Reproduce, unchanged, the records from the line containing "Where can the red artificial" up to and including the line containing "point(404, 67)".

══════

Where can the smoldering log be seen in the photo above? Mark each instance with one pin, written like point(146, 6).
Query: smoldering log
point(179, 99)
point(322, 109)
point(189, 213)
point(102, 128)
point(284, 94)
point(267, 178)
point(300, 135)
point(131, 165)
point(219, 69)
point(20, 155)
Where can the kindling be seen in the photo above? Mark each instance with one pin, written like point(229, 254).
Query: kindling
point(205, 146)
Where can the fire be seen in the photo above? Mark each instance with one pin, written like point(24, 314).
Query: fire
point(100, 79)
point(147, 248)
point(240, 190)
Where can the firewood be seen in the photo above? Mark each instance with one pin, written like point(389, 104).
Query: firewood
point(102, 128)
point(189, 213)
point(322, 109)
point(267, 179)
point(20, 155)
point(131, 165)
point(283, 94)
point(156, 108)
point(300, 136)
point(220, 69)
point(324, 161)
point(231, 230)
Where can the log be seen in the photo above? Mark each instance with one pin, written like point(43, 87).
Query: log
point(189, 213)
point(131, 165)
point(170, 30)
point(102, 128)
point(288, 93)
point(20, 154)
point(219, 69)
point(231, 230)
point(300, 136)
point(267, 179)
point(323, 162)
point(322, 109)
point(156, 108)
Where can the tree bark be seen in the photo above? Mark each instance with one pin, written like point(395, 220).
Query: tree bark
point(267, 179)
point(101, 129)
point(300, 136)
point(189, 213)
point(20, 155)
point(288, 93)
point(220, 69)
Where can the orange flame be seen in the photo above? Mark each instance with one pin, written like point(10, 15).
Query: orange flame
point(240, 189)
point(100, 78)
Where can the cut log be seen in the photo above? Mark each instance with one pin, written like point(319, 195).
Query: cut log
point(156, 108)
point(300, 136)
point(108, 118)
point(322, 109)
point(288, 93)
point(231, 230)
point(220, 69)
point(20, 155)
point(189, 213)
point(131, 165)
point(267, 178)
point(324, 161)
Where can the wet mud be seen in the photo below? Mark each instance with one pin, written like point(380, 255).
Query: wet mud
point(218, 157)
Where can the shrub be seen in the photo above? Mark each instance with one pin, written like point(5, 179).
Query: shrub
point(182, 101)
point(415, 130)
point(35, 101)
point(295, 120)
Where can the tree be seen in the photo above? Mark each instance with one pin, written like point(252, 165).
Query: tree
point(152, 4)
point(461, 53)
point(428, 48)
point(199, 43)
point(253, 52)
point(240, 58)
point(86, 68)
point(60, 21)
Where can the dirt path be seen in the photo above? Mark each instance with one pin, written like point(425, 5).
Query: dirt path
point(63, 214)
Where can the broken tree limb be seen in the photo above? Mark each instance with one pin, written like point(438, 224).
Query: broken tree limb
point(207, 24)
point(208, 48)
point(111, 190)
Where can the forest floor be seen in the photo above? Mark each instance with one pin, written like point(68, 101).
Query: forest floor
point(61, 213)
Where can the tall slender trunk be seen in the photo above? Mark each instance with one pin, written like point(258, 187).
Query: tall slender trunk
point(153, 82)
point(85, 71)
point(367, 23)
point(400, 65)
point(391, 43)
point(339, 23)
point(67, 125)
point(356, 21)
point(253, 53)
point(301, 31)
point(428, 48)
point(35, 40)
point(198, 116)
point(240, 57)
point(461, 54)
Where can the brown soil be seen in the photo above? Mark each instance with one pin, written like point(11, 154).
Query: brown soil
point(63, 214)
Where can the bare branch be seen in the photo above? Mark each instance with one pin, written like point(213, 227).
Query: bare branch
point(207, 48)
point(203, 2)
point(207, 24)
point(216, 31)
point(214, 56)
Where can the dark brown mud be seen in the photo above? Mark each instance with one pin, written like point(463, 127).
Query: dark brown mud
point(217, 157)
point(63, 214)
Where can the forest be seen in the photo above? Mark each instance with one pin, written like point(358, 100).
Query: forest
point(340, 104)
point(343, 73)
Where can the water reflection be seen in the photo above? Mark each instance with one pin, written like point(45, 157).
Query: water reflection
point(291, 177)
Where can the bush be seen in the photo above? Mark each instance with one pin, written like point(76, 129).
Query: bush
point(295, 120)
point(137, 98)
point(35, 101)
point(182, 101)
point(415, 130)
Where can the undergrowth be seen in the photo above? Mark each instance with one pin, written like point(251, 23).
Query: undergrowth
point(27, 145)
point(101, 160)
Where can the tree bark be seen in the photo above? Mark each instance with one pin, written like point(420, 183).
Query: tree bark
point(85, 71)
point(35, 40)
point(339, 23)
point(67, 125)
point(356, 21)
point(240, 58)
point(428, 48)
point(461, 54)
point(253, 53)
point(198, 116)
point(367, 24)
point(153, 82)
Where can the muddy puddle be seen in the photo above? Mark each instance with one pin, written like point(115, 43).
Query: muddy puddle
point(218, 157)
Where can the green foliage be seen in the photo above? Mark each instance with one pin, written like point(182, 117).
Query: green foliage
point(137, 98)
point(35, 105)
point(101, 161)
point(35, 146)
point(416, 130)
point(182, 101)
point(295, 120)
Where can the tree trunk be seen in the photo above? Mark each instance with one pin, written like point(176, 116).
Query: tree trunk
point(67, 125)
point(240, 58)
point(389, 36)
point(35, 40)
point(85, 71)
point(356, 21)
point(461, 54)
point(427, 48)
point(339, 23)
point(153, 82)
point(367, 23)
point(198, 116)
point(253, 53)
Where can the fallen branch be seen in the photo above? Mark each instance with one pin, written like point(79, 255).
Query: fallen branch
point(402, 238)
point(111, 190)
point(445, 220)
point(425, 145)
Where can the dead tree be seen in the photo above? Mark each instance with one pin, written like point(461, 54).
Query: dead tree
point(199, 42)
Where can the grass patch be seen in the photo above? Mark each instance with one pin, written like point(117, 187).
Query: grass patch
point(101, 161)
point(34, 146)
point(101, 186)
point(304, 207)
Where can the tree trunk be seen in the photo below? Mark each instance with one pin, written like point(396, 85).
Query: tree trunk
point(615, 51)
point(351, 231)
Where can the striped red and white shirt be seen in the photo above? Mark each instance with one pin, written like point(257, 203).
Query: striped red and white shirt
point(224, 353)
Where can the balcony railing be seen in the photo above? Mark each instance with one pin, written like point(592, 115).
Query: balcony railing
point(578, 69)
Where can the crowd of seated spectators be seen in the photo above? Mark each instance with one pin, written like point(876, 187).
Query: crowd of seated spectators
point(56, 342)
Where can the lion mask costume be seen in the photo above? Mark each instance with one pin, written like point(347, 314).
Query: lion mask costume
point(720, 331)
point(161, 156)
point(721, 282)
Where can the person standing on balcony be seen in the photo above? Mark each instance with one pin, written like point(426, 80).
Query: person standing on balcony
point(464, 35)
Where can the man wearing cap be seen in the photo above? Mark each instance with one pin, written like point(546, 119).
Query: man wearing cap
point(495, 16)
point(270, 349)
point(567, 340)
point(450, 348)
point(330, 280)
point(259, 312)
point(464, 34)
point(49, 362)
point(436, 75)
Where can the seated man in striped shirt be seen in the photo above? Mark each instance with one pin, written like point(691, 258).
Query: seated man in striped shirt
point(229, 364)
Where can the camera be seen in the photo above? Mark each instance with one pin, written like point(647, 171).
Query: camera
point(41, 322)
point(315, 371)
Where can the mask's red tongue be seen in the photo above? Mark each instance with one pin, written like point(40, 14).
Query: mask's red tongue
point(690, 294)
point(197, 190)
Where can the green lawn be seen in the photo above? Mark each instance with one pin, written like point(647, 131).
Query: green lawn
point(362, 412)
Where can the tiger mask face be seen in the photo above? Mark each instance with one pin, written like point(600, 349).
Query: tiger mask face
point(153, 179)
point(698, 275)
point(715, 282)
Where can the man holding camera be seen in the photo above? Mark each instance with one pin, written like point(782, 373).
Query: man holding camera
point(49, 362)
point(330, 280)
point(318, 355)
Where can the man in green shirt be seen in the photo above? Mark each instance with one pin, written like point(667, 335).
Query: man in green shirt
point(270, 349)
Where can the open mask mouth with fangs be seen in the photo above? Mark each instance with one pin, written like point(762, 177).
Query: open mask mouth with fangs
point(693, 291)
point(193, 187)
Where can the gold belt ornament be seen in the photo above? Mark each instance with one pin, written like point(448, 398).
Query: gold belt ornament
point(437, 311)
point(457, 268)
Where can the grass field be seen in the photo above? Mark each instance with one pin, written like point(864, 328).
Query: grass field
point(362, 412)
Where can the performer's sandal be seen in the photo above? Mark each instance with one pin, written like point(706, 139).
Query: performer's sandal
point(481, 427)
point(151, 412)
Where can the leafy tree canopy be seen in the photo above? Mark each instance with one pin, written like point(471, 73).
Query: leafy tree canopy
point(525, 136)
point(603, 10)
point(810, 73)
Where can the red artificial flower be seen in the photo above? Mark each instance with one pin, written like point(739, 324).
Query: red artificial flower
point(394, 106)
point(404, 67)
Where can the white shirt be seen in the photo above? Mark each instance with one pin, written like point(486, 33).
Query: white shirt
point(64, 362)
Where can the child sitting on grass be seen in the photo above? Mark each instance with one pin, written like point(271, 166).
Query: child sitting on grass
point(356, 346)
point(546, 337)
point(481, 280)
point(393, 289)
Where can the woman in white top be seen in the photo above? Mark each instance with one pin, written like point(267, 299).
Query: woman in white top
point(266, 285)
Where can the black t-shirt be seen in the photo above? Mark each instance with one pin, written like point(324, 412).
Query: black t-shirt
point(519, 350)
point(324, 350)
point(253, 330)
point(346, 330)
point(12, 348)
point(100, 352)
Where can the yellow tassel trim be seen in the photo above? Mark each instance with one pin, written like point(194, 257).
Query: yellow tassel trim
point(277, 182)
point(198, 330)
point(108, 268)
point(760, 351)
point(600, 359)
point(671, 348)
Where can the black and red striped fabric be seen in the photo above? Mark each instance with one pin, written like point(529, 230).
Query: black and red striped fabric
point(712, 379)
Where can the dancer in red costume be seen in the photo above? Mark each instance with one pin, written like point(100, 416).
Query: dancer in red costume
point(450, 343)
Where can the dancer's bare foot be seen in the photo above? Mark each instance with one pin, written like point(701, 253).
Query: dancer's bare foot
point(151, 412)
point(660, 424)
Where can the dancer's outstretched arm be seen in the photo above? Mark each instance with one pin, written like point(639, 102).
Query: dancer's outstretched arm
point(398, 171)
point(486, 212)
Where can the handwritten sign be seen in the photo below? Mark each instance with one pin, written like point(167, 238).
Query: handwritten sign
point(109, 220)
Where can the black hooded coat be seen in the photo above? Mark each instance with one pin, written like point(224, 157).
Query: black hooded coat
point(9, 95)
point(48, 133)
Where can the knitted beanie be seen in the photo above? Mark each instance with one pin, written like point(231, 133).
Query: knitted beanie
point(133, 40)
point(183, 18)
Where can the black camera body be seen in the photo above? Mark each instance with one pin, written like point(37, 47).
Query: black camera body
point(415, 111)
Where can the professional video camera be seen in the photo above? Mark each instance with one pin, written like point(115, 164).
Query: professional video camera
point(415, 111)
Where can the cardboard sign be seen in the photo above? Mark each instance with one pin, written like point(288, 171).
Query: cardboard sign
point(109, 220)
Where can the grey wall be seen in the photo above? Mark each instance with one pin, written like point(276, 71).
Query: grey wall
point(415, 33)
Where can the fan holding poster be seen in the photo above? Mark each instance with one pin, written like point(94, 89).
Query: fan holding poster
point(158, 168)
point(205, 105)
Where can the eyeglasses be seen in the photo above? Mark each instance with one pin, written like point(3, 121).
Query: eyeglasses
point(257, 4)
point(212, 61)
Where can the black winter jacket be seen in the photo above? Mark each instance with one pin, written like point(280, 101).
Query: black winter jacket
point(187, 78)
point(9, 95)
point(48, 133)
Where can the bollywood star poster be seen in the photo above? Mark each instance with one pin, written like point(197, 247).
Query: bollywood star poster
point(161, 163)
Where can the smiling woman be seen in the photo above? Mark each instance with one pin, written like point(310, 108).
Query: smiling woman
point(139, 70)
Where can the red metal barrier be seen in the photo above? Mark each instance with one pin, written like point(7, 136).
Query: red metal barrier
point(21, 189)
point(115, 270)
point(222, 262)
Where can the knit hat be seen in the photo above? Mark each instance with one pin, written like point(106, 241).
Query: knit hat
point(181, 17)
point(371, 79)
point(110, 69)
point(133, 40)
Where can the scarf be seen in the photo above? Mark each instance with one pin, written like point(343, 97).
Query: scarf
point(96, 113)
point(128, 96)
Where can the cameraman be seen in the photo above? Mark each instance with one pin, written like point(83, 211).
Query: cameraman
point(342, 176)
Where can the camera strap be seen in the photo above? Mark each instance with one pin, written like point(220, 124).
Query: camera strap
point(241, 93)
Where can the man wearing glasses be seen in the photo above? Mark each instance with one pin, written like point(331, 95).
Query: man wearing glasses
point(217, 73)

══════

Output of the exercise:
Where can the red artificial flower be seen in the photo above? Mark each instance with one pin, written like point(739, 324).
Query: red artificial flower
point(394, 106)
point(404, 67)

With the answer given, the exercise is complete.